### PROBLEM TO WORK ON
Reproduce the rows word for word, from the line containing "In the photo above, where can the blurred" through the last row, and give nothing else.

### ENTRIES SHOWN
********

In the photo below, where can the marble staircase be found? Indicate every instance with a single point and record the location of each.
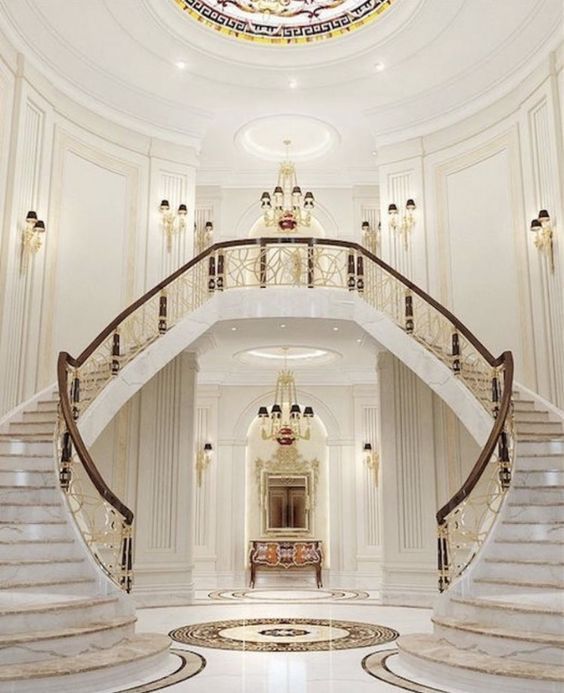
(64, 626)
(501, 626)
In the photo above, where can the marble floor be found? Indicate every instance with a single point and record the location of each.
(338, 671)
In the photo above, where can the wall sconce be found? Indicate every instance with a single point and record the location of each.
(544, 233)
(203, 458)
(32, 236)
(372, 460)
(402, 224)
(203, 237)
(370, 237)
(172, 222)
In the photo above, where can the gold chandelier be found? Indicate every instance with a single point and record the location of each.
(287, 208)
(285, 422)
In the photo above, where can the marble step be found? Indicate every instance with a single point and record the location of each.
(525, 568)
(517, 586)
(25, 511)
(32, 494)
(529, 447)
(38, 550)
(547, 427)
(17, 446)
(134, 658)
(27, 477)
(42, 428)
(539, 512)
(500, 642)
(531, 416)
(540, 463)
(21, 612)
(537, 494)
(31, 530)
(31, 570)
(44, 645)
(532, 612)
(27, 462)
(448, 661)
(48, 416)
(79, 586)
(523, 530)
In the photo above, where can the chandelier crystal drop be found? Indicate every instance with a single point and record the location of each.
(287, 208)
(285, 422)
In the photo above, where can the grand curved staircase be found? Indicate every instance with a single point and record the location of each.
(66, 539)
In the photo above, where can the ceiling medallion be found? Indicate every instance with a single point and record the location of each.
(281, 22)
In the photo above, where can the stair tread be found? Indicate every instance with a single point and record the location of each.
(44, 583)
(40, 603)
(477, 627)
(431, 648)
(530, 607)
(107, 624)
(549, 584)
(136, 648)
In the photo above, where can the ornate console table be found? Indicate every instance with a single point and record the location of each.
(286, 554)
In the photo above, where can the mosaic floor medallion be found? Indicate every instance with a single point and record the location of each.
(284, 635)
(281, 595)
(378, 665)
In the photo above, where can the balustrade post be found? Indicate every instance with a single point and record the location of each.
(310, 264)
(163, 313)
(219, 283)
(211, 274)
(65, 473)
(263, 265)
(115, 353)
(75, 397)
(351, 273)
(409, 313)
(455, 353)
(504, 461)
(360, 274)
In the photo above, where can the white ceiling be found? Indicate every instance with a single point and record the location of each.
(224, 359)
(442, 59)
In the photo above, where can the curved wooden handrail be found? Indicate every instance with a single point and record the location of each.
(505, 360)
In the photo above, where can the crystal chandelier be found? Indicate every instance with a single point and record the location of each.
(285, 422)
(287, 208)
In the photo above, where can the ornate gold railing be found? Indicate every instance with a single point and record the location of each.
(285, 262)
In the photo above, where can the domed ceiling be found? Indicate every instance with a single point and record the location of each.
(148, 65)
(280, 22)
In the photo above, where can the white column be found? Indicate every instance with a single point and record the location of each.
(164, 519)
(408, 484)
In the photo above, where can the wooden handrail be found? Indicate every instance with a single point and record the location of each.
(505, 360)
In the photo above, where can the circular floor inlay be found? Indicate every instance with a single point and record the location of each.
(283, 635)
(280, 595)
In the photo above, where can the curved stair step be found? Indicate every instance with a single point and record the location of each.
(450, 660)
(134, 658)
(494, 640)
(52, 644)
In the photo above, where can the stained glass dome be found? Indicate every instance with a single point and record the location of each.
(281, 22)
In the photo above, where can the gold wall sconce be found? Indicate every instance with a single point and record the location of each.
(370, 237)
(203, 459)
(172, 222)
(402, 224)
(372, 460)
(32, 237)
(544, 236)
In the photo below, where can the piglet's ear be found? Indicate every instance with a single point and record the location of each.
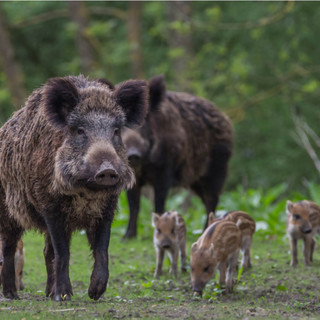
(211, 218)
(289, 206)
(194, 247)
(107, 83)
(132, 96)
(60, 96)
(155, 219)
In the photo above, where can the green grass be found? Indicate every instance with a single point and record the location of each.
(270, 290)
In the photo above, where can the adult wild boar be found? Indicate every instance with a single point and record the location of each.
(63, 165)
(185, 141)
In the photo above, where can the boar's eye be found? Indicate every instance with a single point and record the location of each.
(80, 131)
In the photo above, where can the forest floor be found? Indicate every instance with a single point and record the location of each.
(270, 290)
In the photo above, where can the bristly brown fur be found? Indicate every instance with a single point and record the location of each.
(303, 222)
(63, 166)
(247, 227)
(189, 143)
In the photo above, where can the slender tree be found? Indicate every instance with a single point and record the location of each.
(80, 16)
(134, 37)
(179, 38)
(11, 67)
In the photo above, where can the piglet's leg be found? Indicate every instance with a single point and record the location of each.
(183, 256)
(99, 241)
(60, 240)
(222, 274)
(307, 250)
(294, 252)
(313, 244)
(173, 256)
(159, 257)
(231, 267)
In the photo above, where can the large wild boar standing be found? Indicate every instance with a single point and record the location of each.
(185, 141)
(63, 165)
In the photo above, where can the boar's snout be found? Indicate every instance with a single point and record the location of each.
(106, 175)
(197, 289)
(307, 230)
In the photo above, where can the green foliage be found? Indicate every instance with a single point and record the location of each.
(254, 60)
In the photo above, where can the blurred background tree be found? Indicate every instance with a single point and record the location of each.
(254, 60)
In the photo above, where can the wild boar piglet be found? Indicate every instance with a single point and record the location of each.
(169, 235)
(303, 222)
(217, 248)
(247, 227)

********

### IN RESPONSE
In the photo above, where can the blurred background tree be found? Indicate every instance with a single point and record the location of each.
(254, 60)
In the photo above, where can the wild boar piglet be found? Indicate every instance with a single point and record the location of each.
(169, 235)
(303, 222)
(217, 248)
(247, 227)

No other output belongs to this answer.